_Exercise instructions:_ Please give back, unchanged, the lines from the start of the items through the line holding "191L408 187L369 229L360", with both ends included. Leave the pictures out of your answer.

_Data to process:_

#####

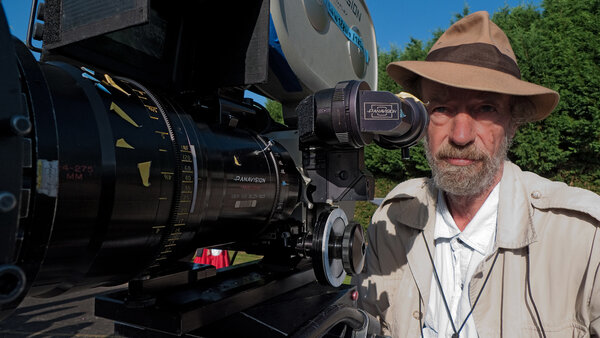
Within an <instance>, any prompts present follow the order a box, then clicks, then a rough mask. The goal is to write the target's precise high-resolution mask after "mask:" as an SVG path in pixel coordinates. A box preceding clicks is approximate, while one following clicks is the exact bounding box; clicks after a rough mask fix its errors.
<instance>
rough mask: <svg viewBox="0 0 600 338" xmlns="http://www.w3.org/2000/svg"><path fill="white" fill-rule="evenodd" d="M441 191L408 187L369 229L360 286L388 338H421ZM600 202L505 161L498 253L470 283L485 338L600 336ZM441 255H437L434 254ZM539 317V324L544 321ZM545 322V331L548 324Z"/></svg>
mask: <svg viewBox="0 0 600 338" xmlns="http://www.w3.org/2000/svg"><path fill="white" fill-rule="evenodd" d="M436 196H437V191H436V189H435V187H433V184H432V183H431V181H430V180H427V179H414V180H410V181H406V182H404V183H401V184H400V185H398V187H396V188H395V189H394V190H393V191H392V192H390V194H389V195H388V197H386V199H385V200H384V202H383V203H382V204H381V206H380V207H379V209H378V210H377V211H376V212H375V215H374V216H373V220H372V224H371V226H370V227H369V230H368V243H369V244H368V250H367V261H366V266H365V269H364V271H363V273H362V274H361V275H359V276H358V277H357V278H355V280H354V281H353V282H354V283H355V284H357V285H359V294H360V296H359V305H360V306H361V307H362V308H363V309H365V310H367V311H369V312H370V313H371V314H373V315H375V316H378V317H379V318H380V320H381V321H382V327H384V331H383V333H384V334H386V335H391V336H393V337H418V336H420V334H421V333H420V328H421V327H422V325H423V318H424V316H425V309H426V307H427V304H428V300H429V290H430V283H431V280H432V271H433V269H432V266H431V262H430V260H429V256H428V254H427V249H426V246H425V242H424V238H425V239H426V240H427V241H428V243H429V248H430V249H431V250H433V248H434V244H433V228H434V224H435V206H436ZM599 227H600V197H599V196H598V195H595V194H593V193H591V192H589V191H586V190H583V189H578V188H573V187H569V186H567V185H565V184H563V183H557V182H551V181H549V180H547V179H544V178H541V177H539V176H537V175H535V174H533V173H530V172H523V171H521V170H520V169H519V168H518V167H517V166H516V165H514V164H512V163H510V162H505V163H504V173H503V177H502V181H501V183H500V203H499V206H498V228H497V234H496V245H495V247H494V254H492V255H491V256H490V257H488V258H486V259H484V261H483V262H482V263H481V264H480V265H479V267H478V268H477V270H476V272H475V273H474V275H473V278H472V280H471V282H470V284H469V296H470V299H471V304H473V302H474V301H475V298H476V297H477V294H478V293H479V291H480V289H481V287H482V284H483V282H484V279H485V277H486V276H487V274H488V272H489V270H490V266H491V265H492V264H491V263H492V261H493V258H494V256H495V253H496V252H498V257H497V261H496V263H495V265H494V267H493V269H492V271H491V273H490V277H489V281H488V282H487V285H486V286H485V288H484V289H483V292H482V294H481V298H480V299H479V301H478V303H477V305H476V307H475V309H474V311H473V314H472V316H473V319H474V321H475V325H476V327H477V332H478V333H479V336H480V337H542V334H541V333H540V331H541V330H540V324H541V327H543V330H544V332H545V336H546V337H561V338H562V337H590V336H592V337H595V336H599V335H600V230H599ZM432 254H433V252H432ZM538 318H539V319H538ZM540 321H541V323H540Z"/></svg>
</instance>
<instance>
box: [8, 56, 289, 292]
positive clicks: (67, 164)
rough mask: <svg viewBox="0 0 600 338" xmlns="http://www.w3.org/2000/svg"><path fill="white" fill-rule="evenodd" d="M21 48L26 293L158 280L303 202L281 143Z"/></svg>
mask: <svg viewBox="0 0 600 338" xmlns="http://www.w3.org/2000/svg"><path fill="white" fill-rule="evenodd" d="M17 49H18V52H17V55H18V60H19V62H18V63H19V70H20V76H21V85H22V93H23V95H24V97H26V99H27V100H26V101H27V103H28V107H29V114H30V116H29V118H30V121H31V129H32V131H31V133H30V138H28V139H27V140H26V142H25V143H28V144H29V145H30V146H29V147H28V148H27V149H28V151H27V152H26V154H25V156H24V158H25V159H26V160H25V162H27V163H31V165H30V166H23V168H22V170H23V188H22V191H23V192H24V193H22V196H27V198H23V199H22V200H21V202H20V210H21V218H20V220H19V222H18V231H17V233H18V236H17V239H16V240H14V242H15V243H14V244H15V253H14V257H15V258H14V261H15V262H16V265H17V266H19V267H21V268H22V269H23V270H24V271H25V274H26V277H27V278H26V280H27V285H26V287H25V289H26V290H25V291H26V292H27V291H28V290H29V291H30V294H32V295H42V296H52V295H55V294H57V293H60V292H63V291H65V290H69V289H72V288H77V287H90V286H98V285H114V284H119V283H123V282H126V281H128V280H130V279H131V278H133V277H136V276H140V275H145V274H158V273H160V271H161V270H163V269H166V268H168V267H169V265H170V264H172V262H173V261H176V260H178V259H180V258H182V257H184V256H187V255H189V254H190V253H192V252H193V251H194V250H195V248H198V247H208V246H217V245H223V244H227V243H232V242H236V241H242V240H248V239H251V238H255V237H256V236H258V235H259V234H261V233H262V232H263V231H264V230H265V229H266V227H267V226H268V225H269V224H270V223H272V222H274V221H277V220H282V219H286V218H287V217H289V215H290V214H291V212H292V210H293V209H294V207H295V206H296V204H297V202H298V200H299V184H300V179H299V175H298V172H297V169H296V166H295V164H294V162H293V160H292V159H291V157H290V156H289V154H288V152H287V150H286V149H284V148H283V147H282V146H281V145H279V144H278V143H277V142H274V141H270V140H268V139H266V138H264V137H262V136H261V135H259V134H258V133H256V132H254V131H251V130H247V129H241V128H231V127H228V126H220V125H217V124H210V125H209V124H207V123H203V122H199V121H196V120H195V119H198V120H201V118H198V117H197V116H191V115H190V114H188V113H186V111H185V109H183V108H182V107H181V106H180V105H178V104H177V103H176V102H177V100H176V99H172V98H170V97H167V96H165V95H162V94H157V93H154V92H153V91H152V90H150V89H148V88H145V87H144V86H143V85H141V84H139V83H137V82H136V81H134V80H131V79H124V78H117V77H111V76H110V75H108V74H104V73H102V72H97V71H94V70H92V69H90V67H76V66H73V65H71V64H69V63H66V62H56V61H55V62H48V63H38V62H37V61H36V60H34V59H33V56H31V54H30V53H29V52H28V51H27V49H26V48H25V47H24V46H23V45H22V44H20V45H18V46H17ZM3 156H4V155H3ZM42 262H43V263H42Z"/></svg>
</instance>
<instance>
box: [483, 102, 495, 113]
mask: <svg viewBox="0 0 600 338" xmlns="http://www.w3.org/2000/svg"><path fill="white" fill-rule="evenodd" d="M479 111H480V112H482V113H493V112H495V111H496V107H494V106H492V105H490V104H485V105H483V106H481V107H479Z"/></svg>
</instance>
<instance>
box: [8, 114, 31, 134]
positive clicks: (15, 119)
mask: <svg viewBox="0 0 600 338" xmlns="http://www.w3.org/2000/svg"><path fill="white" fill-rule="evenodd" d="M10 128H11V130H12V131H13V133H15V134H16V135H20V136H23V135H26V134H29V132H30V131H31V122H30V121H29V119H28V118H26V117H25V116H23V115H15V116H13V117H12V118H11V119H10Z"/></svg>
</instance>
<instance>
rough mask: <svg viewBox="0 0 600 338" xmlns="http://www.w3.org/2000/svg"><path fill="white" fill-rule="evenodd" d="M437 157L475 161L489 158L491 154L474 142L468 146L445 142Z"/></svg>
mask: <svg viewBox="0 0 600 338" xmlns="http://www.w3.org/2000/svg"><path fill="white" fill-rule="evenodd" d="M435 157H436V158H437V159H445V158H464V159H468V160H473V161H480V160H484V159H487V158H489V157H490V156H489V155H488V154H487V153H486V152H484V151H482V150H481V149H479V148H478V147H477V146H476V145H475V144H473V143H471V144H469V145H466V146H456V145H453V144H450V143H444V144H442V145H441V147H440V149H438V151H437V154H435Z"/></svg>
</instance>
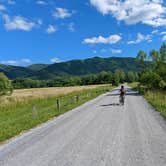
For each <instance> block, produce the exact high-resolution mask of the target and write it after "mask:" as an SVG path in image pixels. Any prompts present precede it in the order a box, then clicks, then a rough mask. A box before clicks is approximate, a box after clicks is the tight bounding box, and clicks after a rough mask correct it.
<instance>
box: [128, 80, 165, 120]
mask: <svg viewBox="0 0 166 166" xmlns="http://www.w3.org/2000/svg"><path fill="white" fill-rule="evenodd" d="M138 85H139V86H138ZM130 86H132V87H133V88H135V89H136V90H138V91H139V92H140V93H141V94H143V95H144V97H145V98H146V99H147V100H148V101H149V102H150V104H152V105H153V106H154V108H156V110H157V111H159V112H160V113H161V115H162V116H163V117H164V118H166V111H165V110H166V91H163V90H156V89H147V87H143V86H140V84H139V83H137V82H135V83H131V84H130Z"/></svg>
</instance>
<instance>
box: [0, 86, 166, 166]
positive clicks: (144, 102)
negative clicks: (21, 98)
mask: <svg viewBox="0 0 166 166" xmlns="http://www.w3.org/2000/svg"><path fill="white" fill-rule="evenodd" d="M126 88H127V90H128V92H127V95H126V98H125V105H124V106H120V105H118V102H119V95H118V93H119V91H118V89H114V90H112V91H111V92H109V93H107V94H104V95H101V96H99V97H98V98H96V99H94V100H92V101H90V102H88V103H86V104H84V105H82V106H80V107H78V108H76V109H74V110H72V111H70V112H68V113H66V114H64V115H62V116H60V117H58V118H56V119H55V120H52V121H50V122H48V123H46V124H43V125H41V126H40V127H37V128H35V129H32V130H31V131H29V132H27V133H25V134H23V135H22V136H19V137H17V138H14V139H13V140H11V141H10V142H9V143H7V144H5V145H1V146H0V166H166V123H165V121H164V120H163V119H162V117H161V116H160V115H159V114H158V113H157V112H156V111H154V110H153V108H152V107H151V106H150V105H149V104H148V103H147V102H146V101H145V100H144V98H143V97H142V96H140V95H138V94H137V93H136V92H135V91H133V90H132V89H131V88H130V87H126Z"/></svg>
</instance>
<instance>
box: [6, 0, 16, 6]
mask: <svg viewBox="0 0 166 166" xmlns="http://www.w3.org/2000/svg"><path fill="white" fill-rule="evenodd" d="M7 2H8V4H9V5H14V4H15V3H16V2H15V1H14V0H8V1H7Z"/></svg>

#####

_Reply to the exercise:_
Within an <instance>, any prompts present follow the order a box, then clicks, then a rough mask. The goal is to write the target's precise high-resolution mask after "mask:" as an SVG path in pixel coordinates. A box preceding clicks is approximate, while one following clicks is the exact bounding box; clicks after a rough mask fix its errors.
<instance>
rough mask: <svg viewBox="0 0 600 338" xmlns="http://www.w3.org/2000/svg"><path fill="white" fill-rule="evenodd" d="M441 191L408 187L369 229L360 286L388 338H421ZM600 202L505 161L498 253L470 283L485 338L600 336ZM441 255H437L434 254ZM539 317V324L544 321ZM545 322V331L548 324Z"/></svg>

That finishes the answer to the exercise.